### Work instructions
Substitute "match chart" for "play diagram" in the lines running from the line with "Sports-analytics tagging: mark the pink" through the end of the records, and reproduce only those lines with everything else left unchanged.

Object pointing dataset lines
________

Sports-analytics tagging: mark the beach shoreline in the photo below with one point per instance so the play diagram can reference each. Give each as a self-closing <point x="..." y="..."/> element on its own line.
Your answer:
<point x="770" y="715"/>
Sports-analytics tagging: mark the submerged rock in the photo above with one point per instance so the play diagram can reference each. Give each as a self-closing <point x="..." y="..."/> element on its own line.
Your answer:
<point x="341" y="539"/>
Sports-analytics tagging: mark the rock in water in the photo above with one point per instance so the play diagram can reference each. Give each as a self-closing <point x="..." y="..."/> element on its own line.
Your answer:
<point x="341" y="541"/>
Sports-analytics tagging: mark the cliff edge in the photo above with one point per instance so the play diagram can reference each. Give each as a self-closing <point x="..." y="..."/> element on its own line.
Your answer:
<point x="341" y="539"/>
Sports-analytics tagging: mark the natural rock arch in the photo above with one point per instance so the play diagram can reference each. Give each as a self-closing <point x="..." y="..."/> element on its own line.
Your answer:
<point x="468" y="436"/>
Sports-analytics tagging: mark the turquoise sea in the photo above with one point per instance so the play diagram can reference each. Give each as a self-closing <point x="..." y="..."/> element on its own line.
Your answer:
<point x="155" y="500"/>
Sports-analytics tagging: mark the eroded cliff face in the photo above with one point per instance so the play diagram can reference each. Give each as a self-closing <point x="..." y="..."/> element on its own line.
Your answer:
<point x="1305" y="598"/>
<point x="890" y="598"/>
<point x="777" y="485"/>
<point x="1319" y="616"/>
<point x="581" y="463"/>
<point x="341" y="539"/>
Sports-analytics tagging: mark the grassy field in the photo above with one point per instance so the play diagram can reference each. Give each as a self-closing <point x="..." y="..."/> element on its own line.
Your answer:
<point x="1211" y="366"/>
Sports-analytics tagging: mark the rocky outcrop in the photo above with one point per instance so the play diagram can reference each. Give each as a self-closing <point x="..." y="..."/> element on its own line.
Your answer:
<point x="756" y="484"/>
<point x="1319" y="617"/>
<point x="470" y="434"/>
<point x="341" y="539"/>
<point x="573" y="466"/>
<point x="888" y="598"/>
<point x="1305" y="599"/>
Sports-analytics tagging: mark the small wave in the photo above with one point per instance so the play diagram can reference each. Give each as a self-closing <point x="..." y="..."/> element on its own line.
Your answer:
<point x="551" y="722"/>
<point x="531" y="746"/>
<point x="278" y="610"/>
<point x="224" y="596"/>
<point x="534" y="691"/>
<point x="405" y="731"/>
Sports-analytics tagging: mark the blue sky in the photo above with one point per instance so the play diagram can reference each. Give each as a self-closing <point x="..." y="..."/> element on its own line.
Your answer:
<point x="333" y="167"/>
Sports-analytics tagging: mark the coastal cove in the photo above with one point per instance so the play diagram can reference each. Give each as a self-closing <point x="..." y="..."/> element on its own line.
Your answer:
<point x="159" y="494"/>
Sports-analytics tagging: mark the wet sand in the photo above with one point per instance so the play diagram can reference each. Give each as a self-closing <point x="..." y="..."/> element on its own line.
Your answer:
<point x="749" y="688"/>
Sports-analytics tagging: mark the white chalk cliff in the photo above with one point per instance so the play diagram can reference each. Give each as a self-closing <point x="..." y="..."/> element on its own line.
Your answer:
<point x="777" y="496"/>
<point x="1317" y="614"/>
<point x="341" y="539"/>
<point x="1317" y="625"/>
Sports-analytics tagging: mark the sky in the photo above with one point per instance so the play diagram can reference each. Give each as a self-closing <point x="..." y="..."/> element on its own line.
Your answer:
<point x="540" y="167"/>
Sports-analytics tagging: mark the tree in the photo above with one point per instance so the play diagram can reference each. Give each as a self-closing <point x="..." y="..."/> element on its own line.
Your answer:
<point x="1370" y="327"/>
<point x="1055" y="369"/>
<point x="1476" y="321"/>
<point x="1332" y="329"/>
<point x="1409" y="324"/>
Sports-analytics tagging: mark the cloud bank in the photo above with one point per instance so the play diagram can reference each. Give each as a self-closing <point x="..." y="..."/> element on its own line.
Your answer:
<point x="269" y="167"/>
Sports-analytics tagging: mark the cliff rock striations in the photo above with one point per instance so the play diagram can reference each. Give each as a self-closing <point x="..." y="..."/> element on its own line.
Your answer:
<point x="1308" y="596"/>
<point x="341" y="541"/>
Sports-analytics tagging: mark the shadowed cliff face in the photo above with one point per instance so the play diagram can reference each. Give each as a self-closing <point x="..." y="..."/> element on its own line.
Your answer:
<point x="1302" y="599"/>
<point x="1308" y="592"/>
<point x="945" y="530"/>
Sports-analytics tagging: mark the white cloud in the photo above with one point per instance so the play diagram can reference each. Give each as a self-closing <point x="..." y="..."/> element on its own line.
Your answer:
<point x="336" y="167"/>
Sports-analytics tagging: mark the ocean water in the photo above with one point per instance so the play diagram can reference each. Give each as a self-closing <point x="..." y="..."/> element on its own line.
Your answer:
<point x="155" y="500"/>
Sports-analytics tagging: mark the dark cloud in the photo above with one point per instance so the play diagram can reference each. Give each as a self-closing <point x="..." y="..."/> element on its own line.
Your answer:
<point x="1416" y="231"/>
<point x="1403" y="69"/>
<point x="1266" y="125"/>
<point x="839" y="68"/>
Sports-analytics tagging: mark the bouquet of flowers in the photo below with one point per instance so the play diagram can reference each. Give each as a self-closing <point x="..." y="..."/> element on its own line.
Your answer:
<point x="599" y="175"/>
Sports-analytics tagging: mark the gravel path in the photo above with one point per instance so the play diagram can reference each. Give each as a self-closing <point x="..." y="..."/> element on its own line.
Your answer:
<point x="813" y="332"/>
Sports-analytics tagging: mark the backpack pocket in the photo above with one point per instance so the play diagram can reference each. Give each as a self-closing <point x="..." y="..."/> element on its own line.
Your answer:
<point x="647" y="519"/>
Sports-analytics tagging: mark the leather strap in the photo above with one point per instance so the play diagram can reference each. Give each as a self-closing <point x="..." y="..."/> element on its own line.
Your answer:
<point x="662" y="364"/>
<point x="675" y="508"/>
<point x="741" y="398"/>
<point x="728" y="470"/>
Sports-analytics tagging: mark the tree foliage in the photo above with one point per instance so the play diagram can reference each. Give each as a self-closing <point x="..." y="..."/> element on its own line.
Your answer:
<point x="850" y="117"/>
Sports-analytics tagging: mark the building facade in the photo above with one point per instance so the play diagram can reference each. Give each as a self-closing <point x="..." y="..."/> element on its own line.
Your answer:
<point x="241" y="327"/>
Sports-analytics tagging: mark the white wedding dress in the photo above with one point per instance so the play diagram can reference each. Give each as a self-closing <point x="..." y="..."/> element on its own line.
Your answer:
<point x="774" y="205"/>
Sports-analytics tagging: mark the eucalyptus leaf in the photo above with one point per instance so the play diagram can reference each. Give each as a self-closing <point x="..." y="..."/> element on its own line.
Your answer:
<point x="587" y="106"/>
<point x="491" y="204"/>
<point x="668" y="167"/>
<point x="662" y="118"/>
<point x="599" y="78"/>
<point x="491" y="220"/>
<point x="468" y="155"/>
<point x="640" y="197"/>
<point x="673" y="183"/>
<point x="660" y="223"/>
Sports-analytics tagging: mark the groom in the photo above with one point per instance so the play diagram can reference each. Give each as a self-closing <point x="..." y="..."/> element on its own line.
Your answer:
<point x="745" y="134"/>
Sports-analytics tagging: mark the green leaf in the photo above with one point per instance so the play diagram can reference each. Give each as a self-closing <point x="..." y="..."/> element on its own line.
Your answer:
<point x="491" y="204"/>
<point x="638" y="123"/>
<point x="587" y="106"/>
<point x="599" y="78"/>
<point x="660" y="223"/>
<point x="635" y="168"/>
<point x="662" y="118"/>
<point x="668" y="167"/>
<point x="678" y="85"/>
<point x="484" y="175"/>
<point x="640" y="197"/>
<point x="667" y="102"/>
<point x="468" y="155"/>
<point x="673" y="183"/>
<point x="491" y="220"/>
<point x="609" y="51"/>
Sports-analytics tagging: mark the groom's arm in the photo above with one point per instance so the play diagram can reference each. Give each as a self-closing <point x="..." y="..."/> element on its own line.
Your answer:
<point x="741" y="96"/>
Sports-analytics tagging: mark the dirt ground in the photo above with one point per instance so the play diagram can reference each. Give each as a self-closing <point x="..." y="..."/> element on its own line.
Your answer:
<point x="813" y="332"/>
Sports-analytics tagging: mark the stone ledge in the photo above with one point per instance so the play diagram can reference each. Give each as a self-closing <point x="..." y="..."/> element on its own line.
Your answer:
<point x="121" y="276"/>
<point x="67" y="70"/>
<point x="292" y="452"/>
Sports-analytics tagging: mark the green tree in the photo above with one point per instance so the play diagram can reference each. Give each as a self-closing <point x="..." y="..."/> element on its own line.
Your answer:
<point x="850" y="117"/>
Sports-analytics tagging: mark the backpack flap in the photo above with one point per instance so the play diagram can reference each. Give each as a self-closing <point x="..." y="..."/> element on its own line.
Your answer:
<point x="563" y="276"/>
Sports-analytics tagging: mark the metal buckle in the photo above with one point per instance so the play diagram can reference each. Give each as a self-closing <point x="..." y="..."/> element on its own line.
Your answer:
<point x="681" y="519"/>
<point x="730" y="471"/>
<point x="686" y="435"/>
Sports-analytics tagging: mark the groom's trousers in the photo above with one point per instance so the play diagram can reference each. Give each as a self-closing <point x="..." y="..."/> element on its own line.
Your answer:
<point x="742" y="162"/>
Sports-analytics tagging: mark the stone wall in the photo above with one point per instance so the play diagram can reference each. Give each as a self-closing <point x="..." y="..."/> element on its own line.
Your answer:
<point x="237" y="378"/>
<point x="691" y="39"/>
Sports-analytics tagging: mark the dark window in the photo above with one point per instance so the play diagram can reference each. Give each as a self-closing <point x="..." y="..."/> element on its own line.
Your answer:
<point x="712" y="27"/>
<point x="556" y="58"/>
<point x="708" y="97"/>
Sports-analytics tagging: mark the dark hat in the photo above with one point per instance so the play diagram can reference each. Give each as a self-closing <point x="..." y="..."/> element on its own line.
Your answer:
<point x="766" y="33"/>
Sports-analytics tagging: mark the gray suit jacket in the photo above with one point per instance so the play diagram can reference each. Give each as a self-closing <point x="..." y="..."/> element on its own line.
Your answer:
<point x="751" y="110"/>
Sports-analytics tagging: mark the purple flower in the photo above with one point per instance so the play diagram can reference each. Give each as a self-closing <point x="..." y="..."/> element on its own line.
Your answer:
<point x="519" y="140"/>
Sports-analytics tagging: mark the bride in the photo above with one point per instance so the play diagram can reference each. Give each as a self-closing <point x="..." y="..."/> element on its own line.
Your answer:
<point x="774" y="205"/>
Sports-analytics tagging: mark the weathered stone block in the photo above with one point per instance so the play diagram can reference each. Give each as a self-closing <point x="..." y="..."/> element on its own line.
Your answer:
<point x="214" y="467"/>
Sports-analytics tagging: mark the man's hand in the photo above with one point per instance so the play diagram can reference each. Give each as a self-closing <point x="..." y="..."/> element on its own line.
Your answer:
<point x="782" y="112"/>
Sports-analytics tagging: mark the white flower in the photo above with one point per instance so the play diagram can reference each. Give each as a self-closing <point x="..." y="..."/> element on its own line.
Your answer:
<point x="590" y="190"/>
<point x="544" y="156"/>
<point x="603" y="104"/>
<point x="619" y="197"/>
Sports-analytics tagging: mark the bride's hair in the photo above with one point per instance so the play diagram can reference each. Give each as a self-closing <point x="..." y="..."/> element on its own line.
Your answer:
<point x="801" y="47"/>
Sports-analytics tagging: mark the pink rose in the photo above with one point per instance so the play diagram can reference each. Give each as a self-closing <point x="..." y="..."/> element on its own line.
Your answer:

________

### The output
Sports-analytics tagging: mark the pink rose in the photo above with one point per instance so the match chart can reference each. Give each as a self-closing <point x="..." y="..."/> element on its own line.
Your answer:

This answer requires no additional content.